▼▼▼

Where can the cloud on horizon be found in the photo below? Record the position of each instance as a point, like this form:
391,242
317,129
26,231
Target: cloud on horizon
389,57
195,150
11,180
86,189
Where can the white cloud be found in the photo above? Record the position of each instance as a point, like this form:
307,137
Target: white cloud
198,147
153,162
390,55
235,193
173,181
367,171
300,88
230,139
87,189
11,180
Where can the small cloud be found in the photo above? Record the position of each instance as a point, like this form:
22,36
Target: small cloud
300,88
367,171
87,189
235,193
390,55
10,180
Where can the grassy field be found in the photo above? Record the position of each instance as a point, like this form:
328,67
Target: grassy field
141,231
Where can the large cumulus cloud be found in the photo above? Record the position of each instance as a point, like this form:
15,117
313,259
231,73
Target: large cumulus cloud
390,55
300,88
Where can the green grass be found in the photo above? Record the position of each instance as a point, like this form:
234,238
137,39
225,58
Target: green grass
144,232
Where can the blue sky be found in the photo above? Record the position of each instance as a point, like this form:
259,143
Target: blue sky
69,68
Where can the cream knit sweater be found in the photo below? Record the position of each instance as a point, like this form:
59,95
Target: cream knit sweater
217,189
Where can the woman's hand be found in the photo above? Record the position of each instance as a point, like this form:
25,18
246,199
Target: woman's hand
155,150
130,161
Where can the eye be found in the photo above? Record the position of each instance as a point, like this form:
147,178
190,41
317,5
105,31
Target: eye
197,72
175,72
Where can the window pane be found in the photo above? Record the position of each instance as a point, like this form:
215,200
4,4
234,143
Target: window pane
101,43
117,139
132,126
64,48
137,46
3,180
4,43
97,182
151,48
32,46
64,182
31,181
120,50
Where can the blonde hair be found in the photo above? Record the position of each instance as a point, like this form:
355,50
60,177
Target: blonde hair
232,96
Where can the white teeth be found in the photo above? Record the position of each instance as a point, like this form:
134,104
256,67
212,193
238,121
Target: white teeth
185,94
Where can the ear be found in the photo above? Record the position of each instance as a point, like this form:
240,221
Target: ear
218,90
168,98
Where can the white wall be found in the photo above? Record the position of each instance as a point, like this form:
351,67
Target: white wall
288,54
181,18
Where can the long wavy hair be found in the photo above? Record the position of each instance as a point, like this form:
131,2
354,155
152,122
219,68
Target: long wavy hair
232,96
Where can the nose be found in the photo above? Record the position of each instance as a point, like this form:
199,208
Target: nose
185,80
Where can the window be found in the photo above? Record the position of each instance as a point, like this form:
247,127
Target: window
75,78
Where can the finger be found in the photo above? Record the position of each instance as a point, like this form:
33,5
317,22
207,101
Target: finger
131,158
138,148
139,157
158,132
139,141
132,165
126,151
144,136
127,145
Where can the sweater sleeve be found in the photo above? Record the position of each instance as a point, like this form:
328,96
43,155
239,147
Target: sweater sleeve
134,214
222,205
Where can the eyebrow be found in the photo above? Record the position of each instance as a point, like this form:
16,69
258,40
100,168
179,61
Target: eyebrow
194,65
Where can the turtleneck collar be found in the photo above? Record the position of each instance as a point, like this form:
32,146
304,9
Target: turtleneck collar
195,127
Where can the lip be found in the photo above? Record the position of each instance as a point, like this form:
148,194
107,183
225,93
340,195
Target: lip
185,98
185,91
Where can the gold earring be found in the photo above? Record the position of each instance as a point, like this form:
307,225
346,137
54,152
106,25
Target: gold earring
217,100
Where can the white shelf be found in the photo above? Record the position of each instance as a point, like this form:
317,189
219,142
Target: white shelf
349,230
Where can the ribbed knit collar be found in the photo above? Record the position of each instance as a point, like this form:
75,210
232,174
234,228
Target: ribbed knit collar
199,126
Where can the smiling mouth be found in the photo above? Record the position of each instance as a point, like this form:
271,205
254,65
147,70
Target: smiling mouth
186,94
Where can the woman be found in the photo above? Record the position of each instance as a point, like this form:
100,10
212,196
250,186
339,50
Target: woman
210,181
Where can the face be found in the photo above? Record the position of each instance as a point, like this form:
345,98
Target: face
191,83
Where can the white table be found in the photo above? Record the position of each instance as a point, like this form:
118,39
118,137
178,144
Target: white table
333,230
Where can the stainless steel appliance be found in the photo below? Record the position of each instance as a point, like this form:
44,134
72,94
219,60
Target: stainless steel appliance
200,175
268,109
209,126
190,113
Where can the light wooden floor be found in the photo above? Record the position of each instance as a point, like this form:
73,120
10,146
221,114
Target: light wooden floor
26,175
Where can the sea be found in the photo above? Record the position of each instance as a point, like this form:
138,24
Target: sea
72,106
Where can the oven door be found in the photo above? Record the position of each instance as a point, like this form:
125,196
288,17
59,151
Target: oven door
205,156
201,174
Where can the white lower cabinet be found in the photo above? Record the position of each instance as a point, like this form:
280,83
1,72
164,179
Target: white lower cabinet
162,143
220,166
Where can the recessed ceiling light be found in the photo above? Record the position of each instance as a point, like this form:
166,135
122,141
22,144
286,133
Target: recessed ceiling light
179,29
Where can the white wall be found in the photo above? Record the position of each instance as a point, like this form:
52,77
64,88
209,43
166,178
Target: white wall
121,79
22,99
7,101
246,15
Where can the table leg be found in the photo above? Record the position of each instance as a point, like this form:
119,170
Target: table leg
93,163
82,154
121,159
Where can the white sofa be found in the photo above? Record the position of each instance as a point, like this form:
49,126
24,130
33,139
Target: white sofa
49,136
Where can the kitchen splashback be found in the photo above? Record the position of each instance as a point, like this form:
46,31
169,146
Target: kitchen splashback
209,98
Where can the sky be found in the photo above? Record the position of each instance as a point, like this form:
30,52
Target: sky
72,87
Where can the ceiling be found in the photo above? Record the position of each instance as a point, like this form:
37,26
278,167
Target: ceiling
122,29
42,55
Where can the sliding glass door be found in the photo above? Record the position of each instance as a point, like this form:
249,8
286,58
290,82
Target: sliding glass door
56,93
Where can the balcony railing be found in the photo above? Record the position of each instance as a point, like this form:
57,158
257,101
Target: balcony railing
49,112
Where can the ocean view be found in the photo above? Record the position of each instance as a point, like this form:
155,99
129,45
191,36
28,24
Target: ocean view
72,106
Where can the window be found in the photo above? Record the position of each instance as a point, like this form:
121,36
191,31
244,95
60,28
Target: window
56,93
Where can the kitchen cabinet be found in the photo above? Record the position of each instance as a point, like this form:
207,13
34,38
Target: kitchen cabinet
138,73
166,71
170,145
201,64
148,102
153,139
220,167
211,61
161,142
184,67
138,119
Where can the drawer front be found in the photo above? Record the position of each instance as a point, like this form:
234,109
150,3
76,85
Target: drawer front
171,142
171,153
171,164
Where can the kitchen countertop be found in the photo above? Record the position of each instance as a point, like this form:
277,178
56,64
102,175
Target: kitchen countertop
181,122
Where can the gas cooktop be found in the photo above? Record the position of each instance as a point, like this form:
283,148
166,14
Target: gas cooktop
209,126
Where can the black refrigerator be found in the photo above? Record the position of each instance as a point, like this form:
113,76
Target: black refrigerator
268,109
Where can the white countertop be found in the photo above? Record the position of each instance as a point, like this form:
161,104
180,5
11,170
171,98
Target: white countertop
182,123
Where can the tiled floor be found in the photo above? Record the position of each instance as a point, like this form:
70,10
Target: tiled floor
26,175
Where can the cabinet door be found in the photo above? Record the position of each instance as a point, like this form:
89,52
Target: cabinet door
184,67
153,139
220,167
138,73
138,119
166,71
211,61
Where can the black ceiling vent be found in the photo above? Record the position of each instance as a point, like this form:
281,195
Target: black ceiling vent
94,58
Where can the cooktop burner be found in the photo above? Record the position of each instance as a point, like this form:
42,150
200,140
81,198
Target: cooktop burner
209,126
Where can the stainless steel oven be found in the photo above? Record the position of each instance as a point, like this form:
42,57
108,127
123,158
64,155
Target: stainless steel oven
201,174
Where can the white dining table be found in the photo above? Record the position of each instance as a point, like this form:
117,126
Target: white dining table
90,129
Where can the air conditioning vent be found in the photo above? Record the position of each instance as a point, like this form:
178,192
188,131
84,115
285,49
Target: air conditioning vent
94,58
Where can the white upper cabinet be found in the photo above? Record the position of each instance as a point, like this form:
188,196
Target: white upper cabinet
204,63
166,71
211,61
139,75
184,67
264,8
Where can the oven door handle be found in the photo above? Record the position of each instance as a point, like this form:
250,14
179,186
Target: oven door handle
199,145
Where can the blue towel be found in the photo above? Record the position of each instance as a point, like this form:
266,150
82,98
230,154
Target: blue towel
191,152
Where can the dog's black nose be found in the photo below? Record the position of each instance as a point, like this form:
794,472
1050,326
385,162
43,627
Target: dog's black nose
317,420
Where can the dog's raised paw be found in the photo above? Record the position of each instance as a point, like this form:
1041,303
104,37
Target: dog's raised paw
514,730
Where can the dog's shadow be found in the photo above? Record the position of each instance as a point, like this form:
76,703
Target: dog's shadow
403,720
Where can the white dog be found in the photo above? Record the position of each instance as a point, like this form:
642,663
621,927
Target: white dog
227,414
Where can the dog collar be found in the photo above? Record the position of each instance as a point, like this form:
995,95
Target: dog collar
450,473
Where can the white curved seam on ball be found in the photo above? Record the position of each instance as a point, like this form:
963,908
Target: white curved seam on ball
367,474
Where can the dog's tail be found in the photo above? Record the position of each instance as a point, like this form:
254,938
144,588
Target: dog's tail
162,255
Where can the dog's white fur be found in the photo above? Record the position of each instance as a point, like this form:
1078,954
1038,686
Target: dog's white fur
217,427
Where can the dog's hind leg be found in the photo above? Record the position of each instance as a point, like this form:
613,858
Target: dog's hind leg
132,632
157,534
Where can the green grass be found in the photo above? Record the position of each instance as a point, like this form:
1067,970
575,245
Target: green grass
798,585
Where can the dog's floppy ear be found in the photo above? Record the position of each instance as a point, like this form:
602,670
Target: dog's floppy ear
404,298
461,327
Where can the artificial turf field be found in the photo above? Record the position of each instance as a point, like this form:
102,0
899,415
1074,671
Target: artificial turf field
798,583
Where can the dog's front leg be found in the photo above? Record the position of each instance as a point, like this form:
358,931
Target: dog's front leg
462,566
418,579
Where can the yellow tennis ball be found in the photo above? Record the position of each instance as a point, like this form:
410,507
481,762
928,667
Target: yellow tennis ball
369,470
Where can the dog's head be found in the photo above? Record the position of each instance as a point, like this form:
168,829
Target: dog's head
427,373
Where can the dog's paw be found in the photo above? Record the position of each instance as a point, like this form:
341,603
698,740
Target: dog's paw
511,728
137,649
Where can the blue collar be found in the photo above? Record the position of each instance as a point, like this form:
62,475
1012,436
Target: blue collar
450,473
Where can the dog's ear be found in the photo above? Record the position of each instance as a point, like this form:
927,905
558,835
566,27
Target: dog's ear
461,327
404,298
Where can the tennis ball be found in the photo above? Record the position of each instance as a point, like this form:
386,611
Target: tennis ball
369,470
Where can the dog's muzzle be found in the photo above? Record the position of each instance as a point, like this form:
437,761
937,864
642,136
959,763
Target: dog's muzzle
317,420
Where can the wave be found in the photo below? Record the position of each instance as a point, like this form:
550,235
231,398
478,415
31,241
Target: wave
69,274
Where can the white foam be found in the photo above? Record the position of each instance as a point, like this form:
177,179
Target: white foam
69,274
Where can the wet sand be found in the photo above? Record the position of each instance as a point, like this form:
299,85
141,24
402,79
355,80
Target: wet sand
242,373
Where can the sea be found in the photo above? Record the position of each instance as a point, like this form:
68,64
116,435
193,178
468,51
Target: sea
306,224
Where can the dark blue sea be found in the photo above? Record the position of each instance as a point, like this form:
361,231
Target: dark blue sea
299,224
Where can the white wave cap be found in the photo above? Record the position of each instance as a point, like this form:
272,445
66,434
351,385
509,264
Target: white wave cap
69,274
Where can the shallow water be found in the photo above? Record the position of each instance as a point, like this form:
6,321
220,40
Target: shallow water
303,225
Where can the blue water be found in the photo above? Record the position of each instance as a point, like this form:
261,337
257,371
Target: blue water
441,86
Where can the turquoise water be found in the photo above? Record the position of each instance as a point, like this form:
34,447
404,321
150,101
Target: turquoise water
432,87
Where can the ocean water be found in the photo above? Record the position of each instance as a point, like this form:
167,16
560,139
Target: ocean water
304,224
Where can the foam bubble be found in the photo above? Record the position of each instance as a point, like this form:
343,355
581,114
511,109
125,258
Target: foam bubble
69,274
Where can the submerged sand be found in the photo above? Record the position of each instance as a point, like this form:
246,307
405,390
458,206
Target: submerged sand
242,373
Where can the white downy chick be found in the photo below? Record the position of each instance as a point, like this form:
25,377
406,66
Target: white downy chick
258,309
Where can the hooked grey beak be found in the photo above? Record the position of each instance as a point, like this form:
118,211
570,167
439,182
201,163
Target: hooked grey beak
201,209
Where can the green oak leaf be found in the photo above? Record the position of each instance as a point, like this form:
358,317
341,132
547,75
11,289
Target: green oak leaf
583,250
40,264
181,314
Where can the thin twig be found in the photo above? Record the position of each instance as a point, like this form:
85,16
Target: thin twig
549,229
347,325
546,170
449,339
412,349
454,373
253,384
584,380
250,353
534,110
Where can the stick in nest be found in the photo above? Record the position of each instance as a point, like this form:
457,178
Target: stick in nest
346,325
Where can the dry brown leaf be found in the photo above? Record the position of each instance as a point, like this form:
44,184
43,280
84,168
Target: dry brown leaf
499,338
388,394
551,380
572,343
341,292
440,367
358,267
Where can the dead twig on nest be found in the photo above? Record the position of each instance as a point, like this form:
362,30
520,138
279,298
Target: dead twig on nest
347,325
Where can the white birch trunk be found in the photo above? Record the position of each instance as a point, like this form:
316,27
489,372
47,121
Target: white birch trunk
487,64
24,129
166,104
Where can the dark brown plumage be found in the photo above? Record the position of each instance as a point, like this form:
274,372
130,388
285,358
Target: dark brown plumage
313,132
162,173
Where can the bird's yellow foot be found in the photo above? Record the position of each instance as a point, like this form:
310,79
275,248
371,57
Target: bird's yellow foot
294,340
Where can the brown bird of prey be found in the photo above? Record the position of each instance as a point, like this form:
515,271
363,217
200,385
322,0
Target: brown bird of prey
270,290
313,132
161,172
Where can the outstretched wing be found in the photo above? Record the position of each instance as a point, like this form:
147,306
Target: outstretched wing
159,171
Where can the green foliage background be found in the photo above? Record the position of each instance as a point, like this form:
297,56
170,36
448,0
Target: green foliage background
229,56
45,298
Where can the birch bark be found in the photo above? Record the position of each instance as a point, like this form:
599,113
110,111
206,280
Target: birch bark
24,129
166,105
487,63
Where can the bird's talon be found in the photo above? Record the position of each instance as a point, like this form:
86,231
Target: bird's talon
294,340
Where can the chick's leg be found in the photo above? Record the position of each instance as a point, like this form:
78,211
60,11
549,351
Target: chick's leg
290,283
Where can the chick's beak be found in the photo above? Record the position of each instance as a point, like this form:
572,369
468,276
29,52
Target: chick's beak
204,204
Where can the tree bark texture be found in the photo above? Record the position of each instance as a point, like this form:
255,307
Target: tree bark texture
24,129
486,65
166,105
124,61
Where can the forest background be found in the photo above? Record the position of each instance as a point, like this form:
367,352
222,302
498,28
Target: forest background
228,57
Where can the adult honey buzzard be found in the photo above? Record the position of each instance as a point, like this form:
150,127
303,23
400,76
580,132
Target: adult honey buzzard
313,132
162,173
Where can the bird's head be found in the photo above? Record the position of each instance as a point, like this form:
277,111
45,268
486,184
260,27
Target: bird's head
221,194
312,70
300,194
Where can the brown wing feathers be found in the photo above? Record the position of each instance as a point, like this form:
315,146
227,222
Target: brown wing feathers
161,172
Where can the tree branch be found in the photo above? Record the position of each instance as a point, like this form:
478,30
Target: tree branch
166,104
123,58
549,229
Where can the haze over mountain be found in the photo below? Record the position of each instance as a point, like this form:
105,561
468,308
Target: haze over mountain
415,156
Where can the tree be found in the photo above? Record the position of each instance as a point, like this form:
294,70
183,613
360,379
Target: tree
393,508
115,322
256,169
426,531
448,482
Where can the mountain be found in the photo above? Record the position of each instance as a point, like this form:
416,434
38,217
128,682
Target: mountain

▲▲▲

> [What this task involves]: The line containing "Where can the chick's leg" and every line after it, through the end of the records, should be repeated exactly and alone.

> [Exercise response]:
Where can the chick's leg be found in the photo above? Record the position of each instance as a point, like this form:
78,211
60,11
549,351
Target: chick's leg
290,283
Where can the chick's beak be found in the photo above? Record the position of each instance as a point, like this form:
572,369
468,276
29,52
Target: chick's beak
204,204
Where can the tree bark texture be found in the photo above? Record the position of each instance as a point, like this form:
255,307
Target: tree bark texture
24,129
486,65
166,105
124,61
Where can the forest background be found in the photo above? Record the position of each instance as a point, like this form:
367,352
222,302
498,28
Target: forest background
228,57
Where can the adult honey buzzard be found in the photo above? Record the position of each instance as a point, like this form:
150,127
303,23
400,76
580,132
Target: adult honey buzzard
313,132
162,173
Where can the bird's head be found in the photo above? Record the position of each instance as a point, like this form:
277,111
45,268
486,184
260,27
Target: bird's head
221,194
312,70
300,194
Where can the brown wing feathers be found in the photo above? Record the position of each instance as a point, like this form:
315,146
227,222
Target: brown wing feathers
161,172
Where can the tree branch be found in the photo above? Record the position of each instance as a point, like this form:
478,30
Target: tree branch
166,104
123,58
549,229
Where can the haze over mountain be found in the photo below? Record the position of each instance as a point, like this form:
105,561
468,308
Target: haze over mountain
415,156
Where can the tree be found in the photo above? Record the position of each instance as a point, like this form:
294,70
183,613
360,379
Target: tree
393,508
115,322
256,169
426,531
448,482
Where can the mountain be found in the photo above? Record the position of each instance as a point, like this form:
416,434
38,217
128,682
Target: mountain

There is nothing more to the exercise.